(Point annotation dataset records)

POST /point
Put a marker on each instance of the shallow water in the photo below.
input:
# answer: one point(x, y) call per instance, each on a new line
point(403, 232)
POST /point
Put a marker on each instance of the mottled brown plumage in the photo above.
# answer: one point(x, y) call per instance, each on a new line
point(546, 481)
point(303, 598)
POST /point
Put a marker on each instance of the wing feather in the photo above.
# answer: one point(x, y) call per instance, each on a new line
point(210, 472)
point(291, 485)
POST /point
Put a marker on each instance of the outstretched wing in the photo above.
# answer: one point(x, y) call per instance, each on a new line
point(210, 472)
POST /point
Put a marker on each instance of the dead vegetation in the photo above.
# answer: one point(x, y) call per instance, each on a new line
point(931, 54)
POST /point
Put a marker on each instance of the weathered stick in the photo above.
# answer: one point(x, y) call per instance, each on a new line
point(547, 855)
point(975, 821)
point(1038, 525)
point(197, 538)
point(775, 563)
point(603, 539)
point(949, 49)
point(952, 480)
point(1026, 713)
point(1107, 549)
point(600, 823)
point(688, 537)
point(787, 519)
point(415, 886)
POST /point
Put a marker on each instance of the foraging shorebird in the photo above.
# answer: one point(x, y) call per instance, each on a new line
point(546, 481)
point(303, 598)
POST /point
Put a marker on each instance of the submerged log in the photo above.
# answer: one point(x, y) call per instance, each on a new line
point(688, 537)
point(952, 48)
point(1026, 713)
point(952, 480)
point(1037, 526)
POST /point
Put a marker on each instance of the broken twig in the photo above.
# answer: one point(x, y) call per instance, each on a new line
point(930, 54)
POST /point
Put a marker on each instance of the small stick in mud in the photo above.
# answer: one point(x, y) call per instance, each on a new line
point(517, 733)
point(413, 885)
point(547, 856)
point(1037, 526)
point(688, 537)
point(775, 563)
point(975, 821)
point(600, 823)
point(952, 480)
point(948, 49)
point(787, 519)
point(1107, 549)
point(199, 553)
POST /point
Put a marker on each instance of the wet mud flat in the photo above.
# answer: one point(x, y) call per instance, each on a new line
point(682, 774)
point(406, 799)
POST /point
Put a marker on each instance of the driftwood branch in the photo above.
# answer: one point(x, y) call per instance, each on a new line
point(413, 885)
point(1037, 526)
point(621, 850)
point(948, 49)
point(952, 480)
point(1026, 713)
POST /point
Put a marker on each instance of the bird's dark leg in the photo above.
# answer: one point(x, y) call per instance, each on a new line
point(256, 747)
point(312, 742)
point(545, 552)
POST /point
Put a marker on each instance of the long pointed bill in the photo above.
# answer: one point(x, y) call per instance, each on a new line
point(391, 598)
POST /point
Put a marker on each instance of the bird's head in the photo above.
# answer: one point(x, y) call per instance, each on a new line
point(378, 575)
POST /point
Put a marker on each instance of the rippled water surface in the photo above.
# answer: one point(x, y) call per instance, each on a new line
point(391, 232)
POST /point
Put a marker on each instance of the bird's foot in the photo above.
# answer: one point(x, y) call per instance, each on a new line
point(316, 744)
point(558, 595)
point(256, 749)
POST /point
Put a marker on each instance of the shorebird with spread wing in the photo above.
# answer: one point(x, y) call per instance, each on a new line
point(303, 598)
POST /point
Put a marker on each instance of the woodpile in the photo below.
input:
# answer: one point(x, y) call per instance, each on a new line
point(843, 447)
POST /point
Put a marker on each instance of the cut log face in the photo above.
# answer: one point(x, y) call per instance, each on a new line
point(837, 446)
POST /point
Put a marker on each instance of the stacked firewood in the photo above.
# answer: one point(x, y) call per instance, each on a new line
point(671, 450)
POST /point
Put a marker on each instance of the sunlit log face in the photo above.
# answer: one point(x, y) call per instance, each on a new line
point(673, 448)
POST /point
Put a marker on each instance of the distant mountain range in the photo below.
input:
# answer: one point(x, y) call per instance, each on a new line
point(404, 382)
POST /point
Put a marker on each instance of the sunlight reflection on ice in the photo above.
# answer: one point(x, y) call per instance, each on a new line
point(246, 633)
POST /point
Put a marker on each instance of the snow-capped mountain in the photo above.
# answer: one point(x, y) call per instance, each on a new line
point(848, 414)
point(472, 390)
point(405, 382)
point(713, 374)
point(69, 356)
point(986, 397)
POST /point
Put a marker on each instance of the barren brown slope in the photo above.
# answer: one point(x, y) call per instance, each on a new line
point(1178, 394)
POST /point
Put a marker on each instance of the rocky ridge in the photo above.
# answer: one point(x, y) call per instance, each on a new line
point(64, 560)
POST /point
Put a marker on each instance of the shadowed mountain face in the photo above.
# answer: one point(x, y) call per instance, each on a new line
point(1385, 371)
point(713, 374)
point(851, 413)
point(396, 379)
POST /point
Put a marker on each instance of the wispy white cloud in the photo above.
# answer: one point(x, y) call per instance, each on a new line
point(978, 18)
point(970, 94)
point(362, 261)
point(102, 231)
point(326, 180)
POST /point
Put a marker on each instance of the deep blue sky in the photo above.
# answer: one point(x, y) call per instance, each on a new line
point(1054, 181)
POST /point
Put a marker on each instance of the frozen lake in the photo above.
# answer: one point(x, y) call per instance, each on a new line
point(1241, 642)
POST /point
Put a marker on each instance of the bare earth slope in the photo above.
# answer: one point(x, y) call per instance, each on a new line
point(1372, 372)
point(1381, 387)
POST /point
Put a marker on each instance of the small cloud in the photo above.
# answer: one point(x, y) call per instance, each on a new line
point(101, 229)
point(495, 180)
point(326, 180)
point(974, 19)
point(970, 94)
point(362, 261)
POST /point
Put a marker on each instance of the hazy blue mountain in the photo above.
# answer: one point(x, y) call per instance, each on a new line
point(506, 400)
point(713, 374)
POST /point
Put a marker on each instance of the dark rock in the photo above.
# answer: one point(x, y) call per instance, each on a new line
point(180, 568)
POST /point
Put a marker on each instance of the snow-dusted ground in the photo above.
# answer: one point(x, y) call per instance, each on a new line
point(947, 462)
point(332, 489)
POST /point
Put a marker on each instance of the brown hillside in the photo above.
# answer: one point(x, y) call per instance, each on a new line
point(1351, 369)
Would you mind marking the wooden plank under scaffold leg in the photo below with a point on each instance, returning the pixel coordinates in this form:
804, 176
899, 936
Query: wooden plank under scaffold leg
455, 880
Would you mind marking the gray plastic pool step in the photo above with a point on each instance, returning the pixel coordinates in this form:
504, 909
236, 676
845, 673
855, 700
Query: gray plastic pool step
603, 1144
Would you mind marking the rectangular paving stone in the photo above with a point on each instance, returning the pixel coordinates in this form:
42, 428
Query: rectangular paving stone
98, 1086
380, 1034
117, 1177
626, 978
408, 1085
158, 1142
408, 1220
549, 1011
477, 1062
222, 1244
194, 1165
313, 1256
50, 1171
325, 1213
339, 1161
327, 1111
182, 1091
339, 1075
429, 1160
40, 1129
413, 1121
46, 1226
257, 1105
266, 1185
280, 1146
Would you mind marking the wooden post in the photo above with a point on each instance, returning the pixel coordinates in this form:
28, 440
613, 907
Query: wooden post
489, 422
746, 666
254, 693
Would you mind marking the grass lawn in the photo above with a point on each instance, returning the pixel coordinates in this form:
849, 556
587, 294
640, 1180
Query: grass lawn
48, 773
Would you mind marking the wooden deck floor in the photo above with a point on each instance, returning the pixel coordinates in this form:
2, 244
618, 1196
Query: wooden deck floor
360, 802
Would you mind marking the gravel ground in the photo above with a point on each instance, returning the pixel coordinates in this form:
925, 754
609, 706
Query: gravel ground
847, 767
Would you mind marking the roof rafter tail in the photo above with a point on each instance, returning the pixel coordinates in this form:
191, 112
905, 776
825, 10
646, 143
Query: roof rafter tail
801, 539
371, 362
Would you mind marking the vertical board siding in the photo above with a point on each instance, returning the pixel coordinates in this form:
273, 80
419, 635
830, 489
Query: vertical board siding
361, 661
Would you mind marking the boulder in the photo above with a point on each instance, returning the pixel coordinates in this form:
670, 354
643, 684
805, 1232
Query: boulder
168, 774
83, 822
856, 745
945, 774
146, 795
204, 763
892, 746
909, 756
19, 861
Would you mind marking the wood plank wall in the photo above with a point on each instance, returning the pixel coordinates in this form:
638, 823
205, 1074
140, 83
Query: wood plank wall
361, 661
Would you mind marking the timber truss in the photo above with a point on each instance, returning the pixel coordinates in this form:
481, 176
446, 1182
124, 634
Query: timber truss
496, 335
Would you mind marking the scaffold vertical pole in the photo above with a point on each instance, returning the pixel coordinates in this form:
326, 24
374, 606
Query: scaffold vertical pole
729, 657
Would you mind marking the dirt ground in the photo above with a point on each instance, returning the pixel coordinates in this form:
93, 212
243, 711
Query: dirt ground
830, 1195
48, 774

- [YOUR GOAL]: Rewrite the material starting at its first line and ending at the line containing "point(291, 485)", with "marker" changed to "pin" and nothing else altered.

- [WRITTEN SOLUTION]:
POST /point
Put a pin on each instance of the shallow water in the photo below.
input:
# answer: one point(x, y) call per instance, each on a new line
point(403, 232)
POST /point
Put a pin on each instance of the mottled brown plumage in the photo above.
# answer: one point(x, y) call per instance, each on a new line
point(546, 481)
point(303, 598)
POST /point
Put a pin on each instance of the wing feather in the photo above.
# answer: one point(x, y) call per instance, each on a new line
point(210, 472)
point(291, 485)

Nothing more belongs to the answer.